• **Stored data**:
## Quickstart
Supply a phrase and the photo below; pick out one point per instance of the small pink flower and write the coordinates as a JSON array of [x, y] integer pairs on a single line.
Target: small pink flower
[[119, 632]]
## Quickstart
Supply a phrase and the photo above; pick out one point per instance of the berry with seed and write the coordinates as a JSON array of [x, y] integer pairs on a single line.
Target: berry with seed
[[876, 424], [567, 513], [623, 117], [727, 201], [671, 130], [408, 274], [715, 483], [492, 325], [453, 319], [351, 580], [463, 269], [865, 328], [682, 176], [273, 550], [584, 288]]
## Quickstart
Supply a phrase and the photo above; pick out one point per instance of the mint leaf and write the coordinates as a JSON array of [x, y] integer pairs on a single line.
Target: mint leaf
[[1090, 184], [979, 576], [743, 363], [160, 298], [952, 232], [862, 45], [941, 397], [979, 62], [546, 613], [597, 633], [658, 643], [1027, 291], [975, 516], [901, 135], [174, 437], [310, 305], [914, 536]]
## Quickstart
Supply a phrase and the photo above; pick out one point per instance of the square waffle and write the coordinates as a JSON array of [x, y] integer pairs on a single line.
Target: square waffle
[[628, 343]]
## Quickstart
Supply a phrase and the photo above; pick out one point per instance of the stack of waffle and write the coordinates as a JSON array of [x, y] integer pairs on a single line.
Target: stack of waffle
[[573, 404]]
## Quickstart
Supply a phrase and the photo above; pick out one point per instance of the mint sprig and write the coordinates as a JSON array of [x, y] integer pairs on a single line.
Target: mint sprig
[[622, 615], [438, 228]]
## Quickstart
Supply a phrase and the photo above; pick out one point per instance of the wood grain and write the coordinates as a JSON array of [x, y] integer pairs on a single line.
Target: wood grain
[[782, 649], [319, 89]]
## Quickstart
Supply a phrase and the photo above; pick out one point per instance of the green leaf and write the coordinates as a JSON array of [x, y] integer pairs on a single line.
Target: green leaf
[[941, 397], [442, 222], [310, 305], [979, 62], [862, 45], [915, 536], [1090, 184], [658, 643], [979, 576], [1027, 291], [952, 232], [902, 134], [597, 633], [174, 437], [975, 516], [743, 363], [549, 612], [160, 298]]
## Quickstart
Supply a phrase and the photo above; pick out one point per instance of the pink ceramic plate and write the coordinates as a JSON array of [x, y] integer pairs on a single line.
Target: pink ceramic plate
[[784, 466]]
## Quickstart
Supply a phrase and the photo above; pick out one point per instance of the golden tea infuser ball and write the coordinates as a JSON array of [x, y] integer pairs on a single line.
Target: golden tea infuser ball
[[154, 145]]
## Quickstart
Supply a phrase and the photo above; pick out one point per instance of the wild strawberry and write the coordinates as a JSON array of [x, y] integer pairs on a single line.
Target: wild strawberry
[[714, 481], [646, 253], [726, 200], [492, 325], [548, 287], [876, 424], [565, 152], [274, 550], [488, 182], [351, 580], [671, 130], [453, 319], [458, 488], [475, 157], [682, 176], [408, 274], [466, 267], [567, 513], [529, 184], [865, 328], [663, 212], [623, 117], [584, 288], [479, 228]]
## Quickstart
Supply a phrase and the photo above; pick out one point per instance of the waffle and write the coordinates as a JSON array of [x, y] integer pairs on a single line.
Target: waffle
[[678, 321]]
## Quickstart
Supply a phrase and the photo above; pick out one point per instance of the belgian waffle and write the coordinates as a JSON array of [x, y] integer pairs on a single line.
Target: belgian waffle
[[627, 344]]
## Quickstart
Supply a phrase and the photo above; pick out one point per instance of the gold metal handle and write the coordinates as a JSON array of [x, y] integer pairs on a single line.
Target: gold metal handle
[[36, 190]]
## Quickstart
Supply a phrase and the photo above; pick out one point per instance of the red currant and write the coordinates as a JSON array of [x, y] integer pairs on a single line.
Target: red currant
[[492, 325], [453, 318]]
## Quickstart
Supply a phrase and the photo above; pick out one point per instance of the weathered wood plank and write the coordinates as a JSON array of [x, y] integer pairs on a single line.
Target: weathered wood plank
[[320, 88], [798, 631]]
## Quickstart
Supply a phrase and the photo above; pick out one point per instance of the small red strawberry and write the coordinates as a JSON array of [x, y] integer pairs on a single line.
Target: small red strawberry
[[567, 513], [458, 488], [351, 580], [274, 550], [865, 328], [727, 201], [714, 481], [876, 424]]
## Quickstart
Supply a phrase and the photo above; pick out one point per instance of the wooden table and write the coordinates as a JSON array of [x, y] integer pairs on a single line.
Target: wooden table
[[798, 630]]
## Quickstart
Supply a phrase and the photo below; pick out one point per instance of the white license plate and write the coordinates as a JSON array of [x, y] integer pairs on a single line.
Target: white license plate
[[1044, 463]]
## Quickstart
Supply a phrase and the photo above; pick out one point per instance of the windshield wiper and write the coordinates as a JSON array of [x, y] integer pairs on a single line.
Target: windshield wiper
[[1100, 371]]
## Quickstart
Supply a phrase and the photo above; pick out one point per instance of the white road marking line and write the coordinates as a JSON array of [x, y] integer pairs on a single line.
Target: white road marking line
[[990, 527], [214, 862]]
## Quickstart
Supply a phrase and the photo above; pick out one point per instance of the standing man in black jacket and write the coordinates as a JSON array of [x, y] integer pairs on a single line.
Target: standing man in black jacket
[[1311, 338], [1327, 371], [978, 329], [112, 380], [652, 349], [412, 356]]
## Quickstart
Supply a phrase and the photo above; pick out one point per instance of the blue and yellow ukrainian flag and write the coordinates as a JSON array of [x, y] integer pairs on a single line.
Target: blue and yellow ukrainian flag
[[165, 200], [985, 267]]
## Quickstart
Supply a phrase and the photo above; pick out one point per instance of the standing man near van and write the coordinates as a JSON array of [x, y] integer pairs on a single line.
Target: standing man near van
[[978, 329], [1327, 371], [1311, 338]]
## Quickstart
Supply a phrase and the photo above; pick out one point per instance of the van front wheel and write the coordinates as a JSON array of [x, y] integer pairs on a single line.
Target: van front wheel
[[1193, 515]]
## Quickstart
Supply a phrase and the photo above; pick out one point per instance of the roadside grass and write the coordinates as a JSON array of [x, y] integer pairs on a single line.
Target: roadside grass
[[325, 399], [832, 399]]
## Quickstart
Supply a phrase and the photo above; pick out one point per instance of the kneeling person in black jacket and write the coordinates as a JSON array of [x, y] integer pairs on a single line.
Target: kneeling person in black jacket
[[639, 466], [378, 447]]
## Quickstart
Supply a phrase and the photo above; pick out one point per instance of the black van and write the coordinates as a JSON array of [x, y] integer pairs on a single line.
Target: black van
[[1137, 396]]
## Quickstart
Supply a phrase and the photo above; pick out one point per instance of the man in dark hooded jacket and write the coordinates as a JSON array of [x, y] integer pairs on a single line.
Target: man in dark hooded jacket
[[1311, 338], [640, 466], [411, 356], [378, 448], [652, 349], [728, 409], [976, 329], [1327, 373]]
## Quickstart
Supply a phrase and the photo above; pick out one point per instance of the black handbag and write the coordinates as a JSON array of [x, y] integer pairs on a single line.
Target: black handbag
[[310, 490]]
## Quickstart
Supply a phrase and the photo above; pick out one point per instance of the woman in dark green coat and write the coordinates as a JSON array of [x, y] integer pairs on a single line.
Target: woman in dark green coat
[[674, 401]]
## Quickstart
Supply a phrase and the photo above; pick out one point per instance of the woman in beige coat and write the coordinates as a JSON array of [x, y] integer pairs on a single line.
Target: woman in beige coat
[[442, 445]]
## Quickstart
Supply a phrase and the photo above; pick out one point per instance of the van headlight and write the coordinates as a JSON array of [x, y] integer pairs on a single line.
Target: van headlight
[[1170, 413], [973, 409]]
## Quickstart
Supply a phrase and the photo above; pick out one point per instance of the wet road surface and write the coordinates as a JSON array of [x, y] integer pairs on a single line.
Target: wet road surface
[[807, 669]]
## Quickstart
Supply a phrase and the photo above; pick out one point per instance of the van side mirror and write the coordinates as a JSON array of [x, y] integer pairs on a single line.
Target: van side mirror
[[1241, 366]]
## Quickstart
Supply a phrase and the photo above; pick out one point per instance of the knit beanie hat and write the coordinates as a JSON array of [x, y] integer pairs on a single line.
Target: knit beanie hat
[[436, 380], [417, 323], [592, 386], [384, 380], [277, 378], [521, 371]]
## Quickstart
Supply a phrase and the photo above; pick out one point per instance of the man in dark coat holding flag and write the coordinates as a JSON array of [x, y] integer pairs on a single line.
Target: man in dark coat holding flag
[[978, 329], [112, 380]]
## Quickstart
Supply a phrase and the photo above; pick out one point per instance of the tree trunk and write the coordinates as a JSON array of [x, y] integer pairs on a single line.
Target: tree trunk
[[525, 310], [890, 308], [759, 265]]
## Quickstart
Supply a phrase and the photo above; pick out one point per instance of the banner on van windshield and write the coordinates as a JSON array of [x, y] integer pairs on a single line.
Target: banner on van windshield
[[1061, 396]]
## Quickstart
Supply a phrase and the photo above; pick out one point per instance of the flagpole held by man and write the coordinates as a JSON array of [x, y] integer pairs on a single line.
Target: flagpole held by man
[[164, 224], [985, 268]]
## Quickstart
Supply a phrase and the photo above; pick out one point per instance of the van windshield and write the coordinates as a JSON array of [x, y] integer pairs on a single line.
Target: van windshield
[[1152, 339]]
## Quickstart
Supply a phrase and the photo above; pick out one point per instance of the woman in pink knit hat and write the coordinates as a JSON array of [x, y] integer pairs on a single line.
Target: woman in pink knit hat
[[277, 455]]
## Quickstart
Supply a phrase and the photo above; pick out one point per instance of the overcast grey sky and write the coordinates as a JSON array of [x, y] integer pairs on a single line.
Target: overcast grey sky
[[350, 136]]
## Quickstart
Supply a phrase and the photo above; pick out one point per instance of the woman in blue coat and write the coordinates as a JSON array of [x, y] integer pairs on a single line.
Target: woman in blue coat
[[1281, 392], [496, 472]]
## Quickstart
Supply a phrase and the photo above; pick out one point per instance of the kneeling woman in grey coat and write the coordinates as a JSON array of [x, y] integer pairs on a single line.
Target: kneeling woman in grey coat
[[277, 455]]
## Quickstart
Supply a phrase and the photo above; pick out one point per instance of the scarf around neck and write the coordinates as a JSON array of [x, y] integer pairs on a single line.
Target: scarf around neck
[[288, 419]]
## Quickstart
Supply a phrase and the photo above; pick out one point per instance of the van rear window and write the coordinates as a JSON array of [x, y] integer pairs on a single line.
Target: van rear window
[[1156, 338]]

• **Exercise brief**: Reproduce the data from its first line through the line containing "[[573, 404]]", substituting "Getting Started" for each occurrence of "Quickstart" and leaving everything else unchanged. Give only those lines.

• **Result of this exercise**:
## Getting Started
Supply a phrase and the photo below; pick out one point per instance of the small pink flower and write the coordinates as a JSON array of [x, y] integer pairs on a single line.
Target: small pink flower
[[119, 632]]
## Getting Started
Supply a phrase and the photo above; pick out one point per instance of the berry with seed and write the coordinates as a JSON array of [x, y] integer pairs on a single line.
Target: berry with seed
[[876, 424], [567, 513], [623, 117], [727, 201], [671, 130], [408, 274], [715, 483], [492, 325], [453, 319], [351, 580], [463, 269], [865, 328], [682, 176], [273, 550], [584, 288]]
## Getting Started
Supply a phrase and the photo above; pick out one point per instance of the mint leaf and write the coordinates as a JSON array of [x, y] integer pairs on a single line.
Target: mint leaf
[[1090, 184], [979, 576], [743, 363], [160, 298], [952, 232], [862, 45], [941, 397], [979, 62], [546, 613], [597, 633], [658, 643], [1027, 291], [975, 516], [901, 135], [174, 437], [310, 305], [914, 536]]
## Getting Started
Supply a phrase and the photo above; pick out one point per instance of the square waffle and write the coordinates as a JSON array of [x, y] integer pairs on a single line.
Target: square waffle
[[628, 343]]
## Getting Started
Supply a phrase and the photo above; pick out one point per instance of the stack of waffle and write the coordinates as a JSON array of [x, y] integer pairs on a single line.
Target: stack of waffle
[[573, 404]]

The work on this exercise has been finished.